Extrait du texte:
══════════
Il est, je l’accorde, difficile de ne pas avoir une certaine gêne face à ce film car, d’un point de vue « primaire », c’est-à-dire avec une lecture brute des faits et de leur restitution, il expose une morale contraire à celle que notre société fondée sur l’égalité des chances inculque aujourd’hui. Mais il ne s’agit pas ici de simplement ridiculiser les Noirs, ni d’en faire des monstres. La naissance d’une nation montre avant tout la chute, le déchirement, et la renaissance d’une nation à la fois soudée et désunie par ses disparités idéologiques et raciales. Ce film n’est pas profondément manichéen, car il montre dans le premier acte que ni Nordistes ni Sudistes n’ont vraiment voulu cette guerre, comme en témoigne un hochement de tête désabusé de Lincoln au moment de signer l’acte signifiant le début du conflit. La naissance d’une nation montre les travers d’une société qui se déchire et qui perd ses repères, jusqu’à mener à des comportements extrêmes comme l’émergence du Ku Klux Klan.


Ce n’est d’ailleurs pas pour rien que Griffith déplore les retombées de son chef d’œuvre, qui ont notamment consisté en une recrudescence de comportements radicaux, et à la renaissance du Ku Klux Klan. Et pourtant, il insistait bien, dans l’un des ultimes intertitres du film, en disant « If in this work we have conveyed to the mind the ravages of war to the end that war may be held in aborrhence, this effort will not have been in vain.« , c’est-à-dire « Si dans cette œuvre nous avons mis en évidence les ravages de la guerre de sorte que celle-ci soit tenue en horreur, alors cet effort n’aura pas été vain. » Le but de son film n’est donc certainement pas de faire des Noirs les « méchants », mais bien de condamner la guerre et les comportements extrêmes qu’elle inspire.
══════════
Données fournies:
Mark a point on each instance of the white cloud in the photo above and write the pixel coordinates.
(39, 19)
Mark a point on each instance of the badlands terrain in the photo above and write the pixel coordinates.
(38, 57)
══════════
Objectif A:
D'après l'extrait sur La naissance d'une nation, quel geste de Lincoln témoigne que ni Nordistes ni Sudistes n'ont vraiment voulu la guerre ?
Objectif B:
Poursuivez l'extrait sur La naissance d'une nation à partir de sa dernière phrase.

Réponse finale A:
Un hochement de tête désabusé au moment de signer l'acte signifiant le début du conflit.

Réponse finale B:
Griffith a toujours été un cinéaste engagé, mais son premier essai dans l’univers des épopées n’a pas été une franche réussite, car si La naissance d’une nation fut le plus grand succès au box-office avant l’arrivée de son lointain cousin Autant en emporte le vent, le message n’est pas passé aussi bien qu’il le voulait. Il semblerait inconcevable qu’un tel film puisse être réadapté aujourd’hui, mais si c’était le cas, on pourrait imaginer un film sur la Seconde Guerre Mondiale, choisissant de raconter l’histoire du point de vue des Nazis. L’idée n’est pas si insensée que cela, car au final ce n’est pas tant la forme qui compte, mais bien le fond. D’apparence, cela semblerait incorrect, mais cela n’empêche certainement pas d’adopter un discours pacifiste tout en proposant une nouvelle lecture des faits. Au-delà de notre perception du film, c’est donc la démarche du réalisateur qu’il faut cerner, afin d’adopter une lecture adéquate.


La naissance d’une nation est un film résolument complexe, qui doit être pris avec des pincettes, et qui nécessite un recul suffisant pour lui accorder l’analyse qu’il mérite. C’est d’ailleurs pour cela que j’ai attendu quelques temps avant d’écrire cet article et que je me suis un minimum renseigné avant de me lancer. Ce qui est indéniable, c’est que c’est une pierre angulaire dans l’histoire du septième art, et que son statut peut difficilement être remis en question.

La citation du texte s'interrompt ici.